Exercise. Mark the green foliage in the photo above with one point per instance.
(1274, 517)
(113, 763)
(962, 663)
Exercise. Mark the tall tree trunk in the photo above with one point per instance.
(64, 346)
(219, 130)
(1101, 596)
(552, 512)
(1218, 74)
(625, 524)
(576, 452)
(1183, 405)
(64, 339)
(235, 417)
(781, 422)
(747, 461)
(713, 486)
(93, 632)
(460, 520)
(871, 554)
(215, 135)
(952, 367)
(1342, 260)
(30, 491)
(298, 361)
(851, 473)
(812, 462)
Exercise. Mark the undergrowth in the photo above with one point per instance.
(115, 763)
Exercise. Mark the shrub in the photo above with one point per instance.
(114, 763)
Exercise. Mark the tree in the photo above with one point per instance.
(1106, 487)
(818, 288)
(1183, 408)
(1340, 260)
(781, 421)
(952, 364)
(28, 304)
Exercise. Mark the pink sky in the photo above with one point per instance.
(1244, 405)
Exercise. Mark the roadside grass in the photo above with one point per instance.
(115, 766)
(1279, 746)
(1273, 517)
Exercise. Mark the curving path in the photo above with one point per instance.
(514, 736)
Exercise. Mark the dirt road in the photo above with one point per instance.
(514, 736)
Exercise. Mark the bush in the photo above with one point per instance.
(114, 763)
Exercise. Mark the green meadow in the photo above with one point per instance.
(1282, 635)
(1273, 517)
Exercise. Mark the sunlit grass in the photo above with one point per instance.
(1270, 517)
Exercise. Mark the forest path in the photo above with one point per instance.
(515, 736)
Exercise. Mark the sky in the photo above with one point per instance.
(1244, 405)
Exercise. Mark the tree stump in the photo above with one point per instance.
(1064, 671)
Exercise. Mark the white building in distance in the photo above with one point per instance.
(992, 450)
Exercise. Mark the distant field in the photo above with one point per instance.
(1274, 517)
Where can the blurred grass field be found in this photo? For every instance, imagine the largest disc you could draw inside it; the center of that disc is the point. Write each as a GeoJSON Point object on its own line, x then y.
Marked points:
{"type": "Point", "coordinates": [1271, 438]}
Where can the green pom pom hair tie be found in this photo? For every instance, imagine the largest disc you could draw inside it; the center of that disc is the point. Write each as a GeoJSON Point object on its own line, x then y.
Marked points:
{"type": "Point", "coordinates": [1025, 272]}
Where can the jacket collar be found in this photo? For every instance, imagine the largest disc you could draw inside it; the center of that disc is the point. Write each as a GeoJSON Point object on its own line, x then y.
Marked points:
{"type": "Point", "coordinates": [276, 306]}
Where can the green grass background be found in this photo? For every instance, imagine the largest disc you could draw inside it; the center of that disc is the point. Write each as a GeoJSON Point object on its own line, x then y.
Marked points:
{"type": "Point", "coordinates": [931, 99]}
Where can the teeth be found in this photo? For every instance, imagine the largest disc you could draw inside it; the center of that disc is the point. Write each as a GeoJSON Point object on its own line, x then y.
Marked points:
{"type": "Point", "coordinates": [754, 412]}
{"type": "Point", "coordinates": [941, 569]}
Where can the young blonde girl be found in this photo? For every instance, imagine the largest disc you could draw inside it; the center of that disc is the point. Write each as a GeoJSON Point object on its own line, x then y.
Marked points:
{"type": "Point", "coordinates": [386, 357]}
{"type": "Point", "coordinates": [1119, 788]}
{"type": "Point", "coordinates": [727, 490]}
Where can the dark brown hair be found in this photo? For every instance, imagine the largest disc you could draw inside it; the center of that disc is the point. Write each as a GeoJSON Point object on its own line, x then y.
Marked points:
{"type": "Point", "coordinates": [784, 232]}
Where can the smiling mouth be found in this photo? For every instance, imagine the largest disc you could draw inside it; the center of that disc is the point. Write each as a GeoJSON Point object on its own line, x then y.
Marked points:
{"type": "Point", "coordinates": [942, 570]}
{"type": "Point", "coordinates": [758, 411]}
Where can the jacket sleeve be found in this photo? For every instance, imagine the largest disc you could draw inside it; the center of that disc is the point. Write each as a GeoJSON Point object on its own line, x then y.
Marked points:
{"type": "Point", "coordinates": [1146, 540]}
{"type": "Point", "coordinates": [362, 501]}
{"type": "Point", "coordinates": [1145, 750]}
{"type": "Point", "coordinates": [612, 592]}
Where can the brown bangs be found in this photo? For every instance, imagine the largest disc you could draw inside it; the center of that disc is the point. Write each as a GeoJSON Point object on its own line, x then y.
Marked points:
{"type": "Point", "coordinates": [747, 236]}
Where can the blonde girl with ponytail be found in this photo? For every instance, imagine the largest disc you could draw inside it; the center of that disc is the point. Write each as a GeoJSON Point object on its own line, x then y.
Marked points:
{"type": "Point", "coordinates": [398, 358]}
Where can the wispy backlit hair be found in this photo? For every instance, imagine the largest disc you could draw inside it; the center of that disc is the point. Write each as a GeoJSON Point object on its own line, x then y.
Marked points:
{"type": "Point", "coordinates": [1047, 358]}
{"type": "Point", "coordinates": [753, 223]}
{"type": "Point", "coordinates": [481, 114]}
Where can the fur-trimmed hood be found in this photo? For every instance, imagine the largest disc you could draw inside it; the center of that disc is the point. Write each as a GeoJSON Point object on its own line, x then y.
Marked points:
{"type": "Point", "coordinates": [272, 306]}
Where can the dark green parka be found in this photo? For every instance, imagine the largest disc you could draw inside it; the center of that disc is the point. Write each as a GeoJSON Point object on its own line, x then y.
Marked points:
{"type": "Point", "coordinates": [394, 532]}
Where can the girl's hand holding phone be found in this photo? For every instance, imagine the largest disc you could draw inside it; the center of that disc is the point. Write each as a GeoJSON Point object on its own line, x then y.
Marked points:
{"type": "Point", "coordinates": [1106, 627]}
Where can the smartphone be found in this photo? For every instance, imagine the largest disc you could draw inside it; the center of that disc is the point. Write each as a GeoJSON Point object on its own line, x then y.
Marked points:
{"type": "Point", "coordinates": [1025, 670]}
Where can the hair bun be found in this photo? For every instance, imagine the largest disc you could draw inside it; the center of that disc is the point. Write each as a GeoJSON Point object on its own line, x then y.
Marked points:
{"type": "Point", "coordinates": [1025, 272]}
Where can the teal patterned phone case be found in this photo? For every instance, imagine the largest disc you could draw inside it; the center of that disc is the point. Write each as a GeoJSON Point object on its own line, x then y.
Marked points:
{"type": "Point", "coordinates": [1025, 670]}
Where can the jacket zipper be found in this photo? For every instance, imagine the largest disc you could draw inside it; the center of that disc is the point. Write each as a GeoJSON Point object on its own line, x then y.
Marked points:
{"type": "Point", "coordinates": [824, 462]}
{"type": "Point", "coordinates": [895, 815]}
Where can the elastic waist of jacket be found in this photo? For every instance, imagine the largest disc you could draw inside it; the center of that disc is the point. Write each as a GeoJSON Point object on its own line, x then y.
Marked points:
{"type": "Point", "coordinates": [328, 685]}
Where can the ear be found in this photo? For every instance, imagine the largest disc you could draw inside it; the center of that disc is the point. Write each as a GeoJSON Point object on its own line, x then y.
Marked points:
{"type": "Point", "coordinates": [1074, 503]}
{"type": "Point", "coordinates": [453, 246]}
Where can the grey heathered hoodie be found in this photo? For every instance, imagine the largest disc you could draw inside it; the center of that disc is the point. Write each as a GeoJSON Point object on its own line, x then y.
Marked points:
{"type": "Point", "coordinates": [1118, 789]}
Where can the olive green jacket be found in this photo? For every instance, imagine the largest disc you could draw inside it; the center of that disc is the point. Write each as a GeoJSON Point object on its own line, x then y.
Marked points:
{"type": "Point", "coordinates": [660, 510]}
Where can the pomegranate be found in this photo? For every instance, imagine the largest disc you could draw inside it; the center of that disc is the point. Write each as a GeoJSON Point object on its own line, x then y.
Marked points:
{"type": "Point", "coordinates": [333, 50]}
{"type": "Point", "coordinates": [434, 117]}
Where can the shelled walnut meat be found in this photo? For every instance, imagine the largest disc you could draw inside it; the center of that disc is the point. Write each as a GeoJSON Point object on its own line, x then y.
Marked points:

####################

**Exercise**
Starting from the data above, filter for lines with "hair" and copy each one.

**Problem solution**
Where can the green pom pom hair tie be found in this photo? For every instance, imagine the largest disc you could draw inside it; the center of that disc is the point. Write each as a GeoJSON Point object on its own line, x then y.
Where can the dark brown hair be found in this photo? For every instance, imagine the largest disc you could draw inside it; the center of that disc is the point. Write each as a GeoJSON Point object on its own line, x then y.
Where can the wispy backlit hair be found in this photo? For every instance, imagine the largest disc you could draw inside it; the center of that disc is the point. Write each as a GeoJSON Point object on its own line, x then y.
Where can the hair bun be found in this photo? For every instance, imagine the largest disc you could draw inside it; the center of that disc is the point. Write each as a GeoJSON Point object on its own line, x then y.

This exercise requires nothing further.